◆ **WHAT YOU WILL DO**:
A. Answer these questions about the Orocio v. Commission on Audit case summary, one per line:
(i) What did Domingo Abodizo's hospitalization expenses total?
(ii) What reason was given for disallowing the refund of those expenses?
(iii) Why can't the COA's General Counsel act for the Commission?
B. Reproduce the Orocio v. Commission on Audit case summary, everything from "1) Does the" down to "post-audit such disbursement?".

◆ **PASSAGE**:
Segment Open
Legally Yours,  Political Law

Orocio v. Commission on Audit

Orocio v. Commission on Audit

G.R. No. 147402; Jan. 14, 2004


On 25 May 1982, an accident occurred at the Malaya Thermal Plant of the National Power Corporation (NPC). The injured personnel were brought to the hospital for treatment. Total hospitalization expenses of Domingo Abodizo, a casual employee of O.P. Landrito’s General Services (OPLGS), reached P53,802.26. The NPC initially advanced this amount by setting it up as an account receivable from OPLGS deducted on a staggered basis from the latter’s billings against NPC until the same was fully satisfied. OPLGS requested for a refund of the total amount deducted from their billings representing payment of the advances made by the NPC. In a memorandum, petitioner, as officer-in-charge, recommended favorable action on OPLGS’ request. The refund of the hospitalization expenses for Domingo Abodizo was disallowed for “[u]nder the NPC-O.P. Landrito contract, there is no employer-employee relationship between the Corporation and the latter’s employees.


1) Does the legal opinion of petitioner, which was relied upon for the disbursement in question, preclude or bar the COA from disallowing in post-audit such disbursement?
2) Has the General Counsel of the COA the authority to decide a motion to reconsider the disallowance in question?
3) Is the petitioner personally liable for the disallowance on the theory that the disbursement was made on the basis thereof?


The NPC, as a government-owned corporation, is under the COA’s audit power. In determining whether an expenditure of a Government agency or instrumentality such as the NPC is irregular, unnecessary, excessive, extravagant or unconscionable, the COA should not be bound by the opinion of the legal counsel of said agency or instrumentality which may have been the basis for the questioned disbursement. The COA, both under the 1973 and 1987 Constitution, is a collegial body. Its General Counsel cannot act for the Commission for he is not even a Commissioner thereof. He can only offer legal advice or render an opinion in order to aid the COA in the resolution of a case or a legal question. Thus, Nepomuceno’s endorsement cannot be considered as a “decision” of the COA. Even if the disallowance was proper, there would still be no basis for directly holding petitioner liable therefor; moreover, there would be no reason to debit immediately his account with the NPC. It was never claimed that petitioner was personally liable for the disallowed disbursement; only the approving authority, the management examiners and the Chief Accountant of the NPC were deemed liable therefor.
Segment Closed
◆ **DATA EXTRACTS**:
Segment Open
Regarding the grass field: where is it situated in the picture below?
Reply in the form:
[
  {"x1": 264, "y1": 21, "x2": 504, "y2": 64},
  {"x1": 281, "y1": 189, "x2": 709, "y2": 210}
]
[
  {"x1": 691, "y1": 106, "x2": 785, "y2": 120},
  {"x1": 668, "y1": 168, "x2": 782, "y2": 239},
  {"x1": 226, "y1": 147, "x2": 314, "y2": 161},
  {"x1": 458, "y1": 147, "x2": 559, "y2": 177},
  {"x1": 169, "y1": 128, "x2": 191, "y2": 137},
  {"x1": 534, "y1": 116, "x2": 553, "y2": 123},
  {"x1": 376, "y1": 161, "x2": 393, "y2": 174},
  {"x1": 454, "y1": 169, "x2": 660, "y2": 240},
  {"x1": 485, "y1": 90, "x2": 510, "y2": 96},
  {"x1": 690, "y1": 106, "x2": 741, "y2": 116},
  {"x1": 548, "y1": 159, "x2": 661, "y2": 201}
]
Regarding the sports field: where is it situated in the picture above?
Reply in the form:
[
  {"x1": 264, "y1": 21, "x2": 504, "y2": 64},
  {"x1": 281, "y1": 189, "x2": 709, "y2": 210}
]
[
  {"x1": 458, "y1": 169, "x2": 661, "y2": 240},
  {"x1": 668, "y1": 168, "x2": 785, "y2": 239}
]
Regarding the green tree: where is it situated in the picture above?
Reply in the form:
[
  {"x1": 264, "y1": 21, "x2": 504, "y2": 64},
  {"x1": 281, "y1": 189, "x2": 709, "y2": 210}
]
Segment Closed
◆ **TASK ANSWERS**:
A.
(i) P53,802.26.
(ii) Under the NPC-O.P. Landrito contract, there is no employer-employee relationship between the Corporation and the latter's employees.
(iii) The COA is a collegial body, and its General Counsel is not even a Commissioner.

B.
1) Does the legal opinion of petitioner, which was relied upon for the disbursement in question, preclude or bar the COA from disallowing in post-audit such disbursement?